> [WRITTEN EXERCISE] Print every one of the lines below verbatim, changing nothing.

> [EXTRACTED DATA]
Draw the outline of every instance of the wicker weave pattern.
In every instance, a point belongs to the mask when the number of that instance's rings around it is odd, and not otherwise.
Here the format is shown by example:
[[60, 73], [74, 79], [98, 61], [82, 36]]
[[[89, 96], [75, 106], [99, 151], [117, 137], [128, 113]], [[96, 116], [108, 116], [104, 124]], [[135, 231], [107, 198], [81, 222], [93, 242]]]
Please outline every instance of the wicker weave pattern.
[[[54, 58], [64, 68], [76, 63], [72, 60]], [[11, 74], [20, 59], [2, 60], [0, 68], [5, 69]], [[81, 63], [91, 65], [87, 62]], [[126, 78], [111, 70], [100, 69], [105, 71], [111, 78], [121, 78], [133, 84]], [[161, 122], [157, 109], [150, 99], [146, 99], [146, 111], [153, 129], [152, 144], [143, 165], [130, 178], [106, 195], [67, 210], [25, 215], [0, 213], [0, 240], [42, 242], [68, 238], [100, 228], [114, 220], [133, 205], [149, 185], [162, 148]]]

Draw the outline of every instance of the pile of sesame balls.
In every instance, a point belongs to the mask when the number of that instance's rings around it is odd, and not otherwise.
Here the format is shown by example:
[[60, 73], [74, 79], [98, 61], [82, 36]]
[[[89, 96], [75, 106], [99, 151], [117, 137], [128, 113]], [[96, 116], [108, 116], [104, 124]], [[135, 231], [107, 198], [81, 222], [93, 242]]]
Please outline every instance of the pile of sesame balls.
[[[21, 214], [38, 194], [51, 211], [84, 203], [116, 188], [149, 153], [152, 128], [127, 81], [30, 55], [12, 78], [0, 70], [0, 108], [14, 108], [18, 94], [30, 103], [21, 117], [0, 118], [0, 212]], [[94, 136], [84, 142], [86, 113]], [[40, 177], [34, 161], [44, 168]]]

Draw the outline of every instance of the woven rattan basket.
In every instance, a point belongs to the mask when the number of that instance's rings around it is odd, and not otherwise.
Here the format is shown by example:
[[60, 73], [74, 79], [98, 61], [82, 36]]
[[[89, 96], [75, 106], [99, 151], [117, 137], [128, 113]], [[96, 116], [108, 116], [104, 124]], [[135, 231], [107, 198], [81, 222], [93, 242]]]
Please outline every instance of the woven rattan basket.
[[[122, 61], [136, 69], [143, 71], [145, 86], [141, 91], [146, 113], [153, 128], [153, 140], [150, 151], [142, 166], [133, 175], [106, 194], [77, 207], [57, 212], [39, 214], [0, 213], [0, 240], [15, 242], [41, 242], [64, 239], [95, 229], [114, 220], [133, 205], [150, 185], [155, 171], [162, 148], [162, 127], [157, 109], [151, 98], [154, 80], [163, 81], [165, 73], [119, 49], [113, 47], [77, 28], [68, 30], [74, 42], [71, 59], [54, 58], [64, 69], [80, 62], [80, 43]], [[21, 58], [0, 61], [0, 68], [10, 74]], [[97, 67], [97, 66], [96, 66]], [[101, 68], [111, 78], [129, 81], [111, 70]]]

> [TASK RESULT]
Draw the outline of every instance of the wicker weave pattern.
In every instance, a point belongs to the mask when the number of that instance's rings around it is odd, and not otherwise.
Here the format is shown by example:
[[60, 73], [74, 79], [98, 61], [82, 36]]
[[[89, 96], [75, 106], [99, 151], [117, 137], [128, 113]], [[96, 116], [108, 116], [104, 124]], [[135, 231], [107, 198], [81, 222], [93, 242]]]
Please outline every instance of the wicker weave pattern.
[[[54, 58], [64, 68], [76, 63], [72, 60]], [[11, 74], [20, 59], [2, 60], [0, 68], [5, 69]], [[81, 63], [91, 65], [87, 62]], [[126, 78], [111, 70], [100, 69], [105, 71], [111, 78], [121, 78], [133, 84]], [[161, 122], [157, 109], [150, 99], [146, 99], [146, 111], [153, 129], [152, 144], [143, 165], [130, 178], [106, 195], [67, 210], [25, 215], [0, 213], [0, 240], [42, 242], [68, 238], [100, 228], [114, 220], [133, 205], [149, 185], [162, 148]]]

Draw the outline of every instance of the pile of sesame balls.
In every instance, a point belongs to the mask when the number of that instance's rings around it is odd, and not otherwise.
Here the format is shown by example:
[[60, 73], [74, 79], [98, 61], [82, 36]]
[[[89, 96], [75, 106], [99, 151], [117, 137], [128, 113]], [[96, 116], [108, 116], [104, 124]], [[135, 231], [107, 198], [81, 222], [93, 242]]]
Please outline every instance of the pile of sesame balls.
[[[21, 214], [38, 194], [51, 211], [84, 203], [116, 188], [149, 153], [152, 128], [127, 81], [30, 55], [12, 78], [0, 70], [0, 108], [14, 108], [18, 94], [30, 103], [21, 117], [0, 118], [0, 212]], [[94, 136], [84, 142], [86, 113]], [[40, 177], [34, 161], [44, 168]]]

Draw the outline of every instance of the woven rattan basket.
In every instance, a point belongs to the mask when the number of that instance's rings around it is odd, and not otherwise.
Here the format is shown by example:
[[60, 73], [74, 79], [98, 61], [82, 36]]
[[[89, 96], [75, 106], [99, 151], [117, 137], [128, 113]], [[96, 116], [108, 116], [104, 124]], [[135, 231], [107, 198], [81, 222], [93, 242]]]
Please outline every instance of the woven rattan basket.
[[[122, 61], [136, 69], [143, 71], [145, 86], [141, 91], [146, 113], [153, 128], [153, 140], [150, 151], [142, 166], [133, 175], [106, 194], [77, 207], [57, 212], [39, 214], [0, 213], [0, 240], [15, 242], [41, 242], [64, 239], [95, 229], [114, 220], [133, 205], [150, 185], [155, 171], [162, 148], [162, 127], [157, 109], [151, 98], [154, 80], [163, 81], [165, 73], [119, 49], [113, 47], [77, 28], [68, 30], [74, 42], [71, 59], [54, 58], [64, 69], [80, 62], [80, 43]], [[21, 58], [0, 61], [0, 68], [10, 74]], [[97, 67], [97, 66], [96, 66]], [[101, 68], [111, 78], [129, 81], [111, 70]]]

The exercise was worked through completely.